Document section below:

If you add one 60-calorie cookie to your daily diet, simple math suggests you'll gain weight for the rest of your life at a rate corresponding to about a pound of fat for each 3,500 calories. But, in fact, as you gain weight, your body has to spend more energy maintaining the new tissue, using up some of the excess calories. A paper published last year in JAMA calculated that the weight gain would level off at six pounds after a few years.

Unfortunately for dieters, the same mechanism works in reverse when you cut calories. Your body becomes more efficient as you lose weight, and soon stabilizes at a new level. As soon as you resume your previous intake, your weight shoots back up.

Researchers are trying to identify the subtle but insistent cues that drive how many calories we consume - and their latest results reveal just how complex these factors are.

Last year, Dr. Chaput published an analysis of data from 537 participants in the Quebec Family Study. He found that a collection of unlikely factors - short sleep duration, emotional eating patterns and low dietary calcium intake - predicted the risk of obesity better than the amount of fat in the subjects' diets or how much vigorous exercise they did.

His data confirmed earlier findings about the link between sleep and obesity: A 2008 study found that even a single night of shortened sleep raises levels of ghrelin, the gut hormone that signals when it's time to start eating. Similarly, just two nights of short sleep causes a drop in leptin, the hormone that tells you when you're full.

There are other ways to manipulate your appetite. In a study published last year in the Journal of Clinical Endocrinology & Metabolism, volunteers ate identical amounts of ice cream in either five minutes or 30 minutes. (The latter group was fed in seven portions so the ice cream didn't melt.) The slow eaters reported feeling more full, and showed higher levels of peptide YY and glucagon-like peptide, two hormones that, like ghrelin, signal you to stop eating.

Of course, knowing how fast to eat still doesn't tell you what you should eat. There are some basic ideas that most scientists agree on, such as the fact that protein is more filling than carbs. Dr. Freedhoff suggests taking in at least eight grams of protein with every meal and snack - the equivalent of a cup of milk or about 30 almonds.

Generally, whole, unprocessed foods that keep you feeling full tend to be low on the glycemic index, which means their energy is released into your body over a longer period of time. Mr. Taubes' core idea, that refined carbs cause a damaging spike of glucose that can affect insulin function (and thus fat storage) is backed by quite a bit of science. Several studies have found that people following low-GI diets are indeed more likely to keep weight off a year after starting.

End of Document section.
Record extracts below:

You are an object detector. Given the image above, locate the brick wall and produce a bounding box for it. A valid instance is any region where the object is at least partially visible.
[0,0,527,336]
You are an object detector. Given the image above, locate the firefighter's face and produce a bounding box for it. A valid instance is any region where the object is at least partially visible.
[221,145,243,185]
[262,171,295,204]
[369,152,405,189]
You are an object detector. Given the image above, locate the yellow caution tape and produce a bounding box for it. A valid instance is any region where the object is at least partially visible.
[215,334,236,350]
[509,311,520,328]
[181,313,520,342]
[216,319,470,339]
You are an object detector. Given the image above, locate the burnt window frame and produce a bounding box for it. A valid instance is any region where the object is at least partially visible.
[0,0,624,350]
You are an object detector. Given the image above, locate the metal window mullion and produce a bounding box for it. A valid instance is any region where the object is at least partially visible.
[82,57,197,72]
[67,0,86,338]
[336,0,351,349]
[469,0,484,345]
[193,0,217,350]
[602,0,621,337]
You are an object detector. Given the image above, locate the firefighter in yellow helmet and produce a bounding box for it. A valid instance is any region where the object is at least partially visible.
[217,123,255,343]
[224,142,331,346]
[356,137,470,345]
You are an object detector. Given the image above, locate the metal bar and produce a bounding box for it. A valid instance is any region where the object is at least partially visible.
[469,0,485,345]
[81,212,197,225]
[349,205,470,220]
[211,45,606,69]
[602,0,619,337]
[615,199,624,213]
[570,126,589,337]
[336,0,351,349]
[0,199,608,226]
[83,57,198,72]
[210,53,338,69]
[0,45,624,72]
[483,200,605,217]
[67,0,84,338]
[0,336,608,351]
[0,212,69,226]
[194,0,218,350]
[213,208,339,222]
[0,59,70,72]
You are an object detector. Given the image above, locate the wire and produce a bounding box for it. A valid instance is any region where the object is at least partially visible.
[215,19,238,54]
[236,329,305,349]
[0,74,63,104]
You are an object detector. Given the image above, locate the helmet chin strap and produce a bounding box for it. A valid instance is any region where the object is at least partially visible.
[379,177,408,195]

End of Record extracts.

◆ **Work instructions**:
1: In the article on weight and appetite, rewrite the part from "If you add one" up to and including "a few years.", swapping "cookie" for "granola bar".
2: In the article on weight and appetite, how many participants from the Quebec Family Study did Dr. Chaput's analysis draw on?
3: Pick up the article on weight and appetite right after its last sentence and keep writing.

◆ **Responses by item number**:
1:
If you add one 60-calorie granola bar to your daily diet, simple math suggests you'll gain weight for the rest of your life at a rate corresponding to about a pound of fat for each 3,500 calories. But, in fact, as you gain weight, your body has to spend more energy maintaining the new tissue, using up some of the excess calories. A paper published last year in JAMA calculated that the weight gain would level off at six pounds after a few years.

2: 537 participants.

3:
This suggests you should think twice about refined carbohydrates like sugar and white flour, and choose home-cooked over processed meals.

This advice sounds a lot like Michael Pollan's relaxed mantra, "eat food, not too much, mostly plants." Having this kind of flexibility, rather than puritanical rules about eliminating whole classes of food, is crucial to finding a sustainable route to weight loss, Dr. Freedhoff believes, because the bottom line - how many calories you take in - remains non-negotiable.

"The only way a person is going to lose weight and keep it off," he says, "is to like the life they're living while they're actually losing."

Put like that, it sounds like simple common sense. If only it were that simple to pull off.

Workout versus diet

It's generally agreed that if you ignore diet, exercise on its own isn't very effective for losing weight. But there's plenty of evidence that exercise helps keep weight off once you've lost it, according to obesity researcher Jean-Philippe Chaput.

Studies have found that high levels of physical activity lead to "tight coupling" between calories consumed and calories burned. In other words, your hunger mechanism gets more finely tuned.

On the other hand, exercise makes you hungry, which can easily backfire if you fuel a 200-calorie workout with a 250-calorie sports drink. Recent research at the University of Massachusetts-Amherst suggests that very low-intensity activity - think standing desks - can burn a significant number of calories without triggering any rise in appetite hormones.